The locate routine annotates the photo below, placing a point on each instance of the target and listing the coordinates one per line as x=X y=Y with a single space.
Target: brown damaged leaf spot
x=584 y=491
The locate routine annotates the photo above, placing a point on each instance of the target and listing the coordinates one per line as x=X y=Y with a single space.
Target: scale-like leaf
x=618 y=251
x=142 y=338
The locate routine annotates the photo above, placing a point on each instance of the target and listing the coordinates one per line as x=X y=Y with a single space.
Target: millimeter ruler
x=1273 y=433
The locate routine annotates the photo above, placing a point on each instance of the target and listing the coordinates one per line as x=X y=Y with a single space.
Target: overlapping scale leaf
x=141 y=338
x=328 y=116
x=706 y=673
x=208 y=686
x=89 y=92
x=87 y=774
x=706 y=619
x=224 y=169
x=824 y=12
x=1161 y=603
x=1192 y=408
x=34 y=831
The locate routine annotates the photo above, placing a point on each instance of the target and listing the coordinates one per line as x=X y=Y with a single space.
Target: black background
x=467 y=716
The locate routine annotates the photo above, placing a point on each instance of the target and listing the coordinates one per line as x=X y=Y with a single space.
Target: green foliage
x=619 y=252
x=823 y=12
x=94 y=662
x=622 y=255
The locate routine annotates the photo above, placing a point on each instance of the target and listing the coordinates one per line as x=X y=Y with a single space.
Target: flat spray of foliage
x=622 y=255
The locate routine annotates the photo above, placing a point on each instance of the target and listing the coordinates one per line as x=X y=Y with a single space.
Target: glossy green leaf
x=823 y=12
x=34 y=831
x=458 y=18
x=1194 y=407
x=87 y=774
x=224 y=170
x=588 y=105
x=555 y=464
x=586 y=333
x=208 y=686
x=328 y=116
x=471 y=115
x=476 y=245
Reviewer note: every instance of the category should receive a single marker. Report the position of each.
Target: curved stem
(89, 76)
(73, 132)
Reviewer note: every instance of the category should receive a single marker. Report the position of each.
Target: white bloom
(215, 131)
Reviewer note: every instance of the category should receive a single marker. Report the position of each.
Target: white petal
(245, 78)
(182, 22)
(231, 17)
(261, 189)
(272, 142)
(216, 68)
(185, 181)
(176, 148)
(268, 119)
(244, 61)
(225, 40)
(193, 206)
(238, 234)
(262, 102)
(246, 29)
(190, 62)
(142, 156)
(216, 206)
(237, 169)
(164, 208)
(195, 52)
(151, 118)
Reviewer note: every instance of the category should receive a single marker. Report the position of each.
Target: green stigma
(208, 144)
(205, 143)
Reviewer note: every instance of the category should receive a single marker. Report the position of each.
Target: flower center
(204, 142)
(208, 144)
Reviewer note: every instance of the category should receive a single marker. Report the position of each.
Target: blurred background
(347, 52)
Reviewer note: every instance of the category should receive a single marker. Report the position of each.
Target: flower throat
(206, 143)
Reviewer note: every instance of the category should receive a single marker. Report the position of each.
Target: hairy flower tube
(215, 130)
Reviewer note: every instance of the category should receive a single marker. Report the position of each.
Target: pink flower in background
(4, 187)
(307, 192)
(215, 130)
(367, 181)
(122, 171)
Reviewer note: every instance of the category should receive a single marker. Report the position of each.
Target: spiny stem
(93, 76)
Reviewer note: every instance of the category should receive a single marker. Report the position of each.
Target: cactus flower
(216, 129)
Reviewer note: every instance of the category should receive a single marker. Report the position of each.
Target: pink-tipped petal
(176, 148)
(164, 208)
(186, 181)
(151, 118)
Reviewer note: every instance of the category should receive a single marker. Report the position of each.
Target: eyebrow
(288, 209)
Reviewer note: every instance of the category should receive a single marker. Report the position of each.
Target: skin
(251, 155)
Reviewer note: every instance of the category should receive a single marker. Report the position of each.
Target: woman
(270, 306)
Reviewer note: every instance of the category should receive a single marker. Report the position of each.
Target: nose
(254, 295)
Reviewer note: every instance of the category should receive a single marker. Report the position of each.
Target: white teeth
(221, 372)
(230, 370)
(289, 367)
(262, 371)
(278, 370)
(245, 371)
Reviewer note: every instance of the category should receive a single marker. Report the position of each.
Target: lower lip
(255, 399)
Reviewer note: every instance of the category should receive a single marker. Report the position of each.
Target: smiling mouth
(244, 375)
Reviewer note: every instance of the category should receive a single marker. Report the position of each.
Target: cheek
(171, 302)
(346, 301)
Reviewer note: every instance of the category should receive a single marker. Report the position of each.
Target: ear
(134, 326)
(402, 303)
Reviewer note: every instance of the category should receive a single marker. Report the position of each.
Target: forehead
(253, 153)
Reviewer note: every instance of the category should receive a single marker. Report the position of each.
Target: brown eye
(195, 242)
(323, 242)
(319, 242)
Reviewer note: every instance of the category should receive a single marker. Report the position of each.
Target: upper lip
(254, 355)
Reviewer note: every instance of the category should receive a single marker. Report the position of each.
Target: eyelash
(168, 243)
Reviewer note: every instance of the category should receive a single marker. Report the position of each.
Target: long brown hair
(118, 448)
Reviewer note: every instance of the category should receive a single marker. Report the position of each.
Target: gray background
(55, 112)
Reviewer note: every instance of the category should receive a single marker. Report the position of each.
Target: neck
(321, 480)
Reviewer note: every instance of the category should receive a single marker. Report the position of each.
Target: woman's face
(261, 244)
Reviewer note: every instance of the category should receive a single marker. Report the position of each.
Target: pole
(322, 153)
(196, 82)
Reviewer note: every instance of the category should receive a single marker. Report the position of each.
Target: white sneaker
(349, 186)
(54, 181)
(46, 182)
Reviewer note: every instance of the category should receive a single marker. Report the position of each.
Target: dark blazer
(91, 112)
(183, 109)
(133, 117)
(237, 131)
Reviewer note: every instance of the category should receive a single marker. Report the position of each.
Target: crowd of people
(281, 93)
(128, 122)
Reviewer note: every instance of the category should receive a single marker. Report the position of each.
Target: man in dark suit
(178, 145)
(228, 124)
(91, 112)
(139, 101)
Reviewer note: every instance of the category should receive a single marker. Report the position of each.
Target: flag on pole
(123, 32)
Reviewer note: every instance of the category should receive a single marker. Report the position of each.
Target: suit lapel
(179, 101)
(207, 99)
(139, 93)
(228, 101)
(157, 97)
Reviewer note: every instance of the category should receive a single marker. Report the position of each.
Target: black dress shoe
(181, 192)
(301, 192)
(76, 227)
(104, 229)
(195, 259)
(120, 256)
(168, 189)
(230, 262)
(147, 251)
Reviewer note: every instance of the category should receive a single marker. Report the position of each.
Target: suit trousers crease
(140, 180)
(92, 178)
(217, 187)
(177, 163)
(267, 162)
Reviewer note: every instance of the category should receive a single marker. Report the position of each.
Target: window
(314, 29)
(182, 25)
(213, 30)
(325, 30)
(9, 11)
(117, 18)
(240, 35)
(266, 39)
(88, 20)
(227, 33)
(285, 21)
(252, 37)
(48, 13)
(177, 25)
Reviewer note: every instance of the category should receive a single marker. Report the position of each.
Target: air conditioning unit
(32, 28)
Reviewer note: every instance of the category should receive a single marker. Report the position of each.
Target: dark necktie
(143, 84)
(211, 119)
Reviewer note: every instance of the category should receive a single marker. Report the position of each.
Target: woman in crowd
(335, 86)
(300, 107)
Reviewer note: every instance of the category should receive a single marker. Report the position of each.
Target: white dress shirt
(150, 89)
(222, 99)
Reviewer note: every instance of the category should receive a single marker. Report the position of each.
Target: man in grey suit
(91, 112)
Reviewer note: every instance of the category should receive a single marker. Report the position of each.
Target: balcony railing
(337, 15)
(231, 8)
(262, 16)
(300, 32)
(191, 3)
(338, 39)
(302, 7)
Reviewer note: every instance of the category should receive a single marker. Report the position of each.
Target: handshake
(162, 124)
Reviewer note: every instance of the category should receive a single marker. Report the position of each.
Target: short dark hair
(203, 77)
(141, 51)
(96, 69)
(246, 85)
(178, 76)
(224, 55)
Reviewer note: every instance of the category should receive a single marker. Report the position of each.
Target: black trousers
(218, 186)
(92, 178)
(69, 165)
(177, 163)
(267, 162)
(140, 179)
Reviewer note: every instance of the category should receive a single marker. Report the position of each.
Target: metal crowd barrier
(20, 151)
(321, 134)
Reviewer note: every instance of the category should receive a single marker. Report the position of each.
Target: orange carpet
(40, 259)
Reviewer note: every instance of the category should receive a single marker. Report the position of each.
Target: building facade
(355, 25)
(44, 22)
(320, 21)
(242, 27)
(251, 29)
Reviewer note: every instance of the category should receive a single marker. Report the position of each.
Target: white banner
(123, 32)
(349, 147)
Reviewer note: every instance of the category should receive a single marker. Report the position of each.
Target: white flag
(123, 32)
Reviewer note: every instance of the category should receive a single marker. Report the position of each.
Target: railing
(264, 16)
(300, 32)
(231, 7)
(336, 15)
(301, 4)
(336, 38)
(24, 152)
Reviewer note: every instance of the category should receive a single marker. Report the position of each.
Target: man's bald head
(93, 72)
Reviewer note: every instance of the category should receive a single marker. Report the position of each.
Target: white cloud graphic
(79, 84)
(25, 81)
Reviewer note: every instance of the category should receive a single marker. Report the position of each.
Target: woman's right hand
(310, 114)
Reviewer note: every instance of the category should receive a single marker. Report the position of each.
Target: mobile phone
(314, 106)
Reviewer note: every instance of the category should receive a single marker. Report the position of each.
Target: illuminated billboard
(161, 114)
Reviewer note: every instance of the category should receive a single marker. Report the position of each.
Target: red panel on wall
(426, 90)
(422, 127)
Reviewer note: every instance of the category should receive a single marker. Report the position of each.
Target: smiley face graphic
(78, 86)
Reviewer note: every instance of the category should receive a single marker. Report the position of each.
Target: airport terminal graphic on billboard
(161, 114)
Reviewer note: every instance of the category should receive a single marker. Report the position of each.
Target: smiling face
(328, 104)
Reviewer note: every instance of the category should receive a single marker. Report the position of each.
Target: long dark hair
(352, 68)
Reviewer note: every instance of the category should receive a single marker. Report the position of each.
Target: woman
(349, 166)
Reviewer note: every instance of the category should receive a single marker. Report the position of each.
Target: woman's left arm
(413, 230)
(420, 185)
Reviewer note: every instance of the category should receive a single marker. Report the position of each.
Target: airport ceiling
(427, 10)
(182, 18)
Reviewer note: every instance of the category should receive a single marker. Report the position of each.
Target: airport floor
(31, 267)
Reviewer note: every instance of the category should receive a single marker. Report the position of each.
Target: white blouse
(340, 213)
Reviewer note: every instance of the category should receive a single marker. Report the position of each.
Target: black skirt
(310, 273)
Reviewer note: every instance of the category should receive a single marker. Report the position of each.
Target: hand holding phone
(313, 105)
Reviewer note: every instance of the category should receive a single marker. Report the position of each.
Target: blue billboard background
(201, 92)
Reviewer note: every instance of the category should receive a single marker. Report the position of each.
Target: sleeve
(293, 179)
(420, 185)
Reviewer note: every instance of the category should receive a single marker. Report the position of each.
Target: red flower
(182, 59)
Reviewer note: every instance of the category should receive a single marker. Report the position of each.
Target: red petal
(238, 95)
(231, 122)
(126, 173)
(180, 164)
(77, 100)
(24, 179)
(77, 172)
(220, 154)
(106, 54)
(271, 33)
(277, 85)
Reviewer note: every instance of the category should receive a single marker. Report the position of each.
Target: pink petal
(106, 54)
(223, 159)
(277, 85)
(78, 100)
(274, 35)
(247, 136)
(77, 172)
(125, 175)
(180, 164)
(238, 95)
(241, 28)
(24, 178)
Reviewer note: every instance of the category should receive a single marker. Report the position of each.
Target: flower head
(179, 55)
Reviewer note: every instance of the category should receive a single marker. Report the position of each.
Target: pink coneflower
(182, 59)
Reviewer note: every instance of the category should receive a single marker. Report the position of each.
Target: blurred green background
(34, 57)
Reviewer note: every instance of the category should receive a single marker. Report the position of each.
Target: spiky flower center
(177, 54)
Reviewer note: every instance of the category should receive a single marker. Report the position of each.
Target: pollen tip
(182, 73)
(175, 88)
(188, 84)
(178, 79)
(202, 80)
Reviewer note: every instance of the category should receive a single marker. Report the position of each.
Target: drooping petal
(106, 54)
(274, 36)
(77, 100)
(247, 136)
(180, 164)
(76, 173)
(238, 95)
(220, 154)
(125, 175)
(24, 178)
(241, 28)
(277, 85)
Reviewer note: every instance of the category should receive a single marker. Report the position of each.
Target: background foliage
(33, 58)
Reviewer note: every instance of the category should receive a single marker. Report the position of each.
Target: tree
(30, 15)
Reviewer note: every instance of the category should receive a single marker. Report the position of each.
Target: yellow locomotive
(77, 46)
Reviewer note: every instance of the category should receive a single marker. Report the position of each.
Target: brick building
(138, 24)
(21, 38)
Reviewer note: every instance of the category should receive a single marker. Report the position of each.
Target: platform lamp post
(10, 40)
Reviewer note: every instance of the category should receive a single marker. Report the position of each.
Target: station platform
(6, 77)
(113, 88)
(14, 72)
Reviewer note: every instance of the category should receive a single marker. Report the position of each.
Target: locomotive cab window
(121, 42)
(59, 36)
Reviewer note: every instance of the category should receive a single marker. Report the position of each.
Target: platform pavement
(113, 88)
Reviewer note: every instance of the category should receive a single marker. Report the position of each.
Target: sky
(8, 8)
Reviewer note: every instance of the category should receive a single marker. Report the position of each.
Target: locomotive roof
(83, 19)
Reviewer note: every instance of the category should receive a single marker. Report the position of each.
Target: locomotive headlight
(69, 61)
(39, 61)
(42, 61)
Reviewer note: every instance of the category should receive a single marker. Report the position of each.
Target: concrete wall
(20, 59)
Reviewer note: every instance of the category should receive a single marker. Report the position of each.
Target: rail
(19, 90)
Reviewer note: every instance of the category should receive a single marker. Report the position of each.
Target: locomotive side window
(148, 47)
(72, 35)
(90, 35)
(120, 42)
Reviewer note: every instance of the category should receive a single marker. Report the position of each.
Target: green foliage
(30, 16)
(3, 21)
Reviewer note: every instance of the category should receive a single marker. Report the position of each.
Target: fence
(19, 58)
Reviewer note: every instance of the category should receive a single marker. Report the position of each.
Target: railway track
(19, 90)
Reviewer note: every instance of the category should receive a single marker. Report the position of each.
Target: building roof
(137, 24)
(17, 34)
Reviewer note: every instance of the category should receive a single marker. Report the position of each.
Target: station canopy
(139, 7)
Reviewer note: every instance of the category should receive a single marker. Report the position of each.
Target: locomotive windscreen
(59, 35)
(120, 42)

- [Assignment] Only the last part of the records is wanted. Repeat it exactly, beginning at the line containing "Target: locomotive headlight" and ending at the final line.

- [The completed task]
Target: locomotive headlight
(69, 61)
(39, 61)
(42, 61)
Reviewer note: every instance of the category should receive a single marker. Report the position of each.
Target: concrete wall
(20, 59)
Reviewer note: every instance of the category should receive a single marker. Report the position of each.
Target: rail
(19, 90)
Reviewer note: every instance of the category should receive a single marker. Report the position of each.
Target: locomotive side window
(148, 47)
(72, 35)
(90, 35)
(120, 42)
Reviewer note: every instance of the category should receive a single marker. Report the position of each.
Target: green foliage
(30, 16)
(3, 21)
Reviewer note: every instance of the category should receive a single marker. Report the position of each.
Target: fence
(19, 58)
Reviewer note: every instance of the category should receive a single marker. Report the position of each.
Target: railway track
(19, 90)
Reviewer note: every instance of the category should receive a single marker. Report the position of each.
Target: building roof
(137, 24)
(17, 34)
Reviewer note: every instance of the category should receive a single marker. Report the position of each.
Target: station canopy
(139, 7)
Reviewer note: every instance of the category should receive a single marker. Report the position of each.
Target: locomotive windscreen
(59, 35)
(120, 42)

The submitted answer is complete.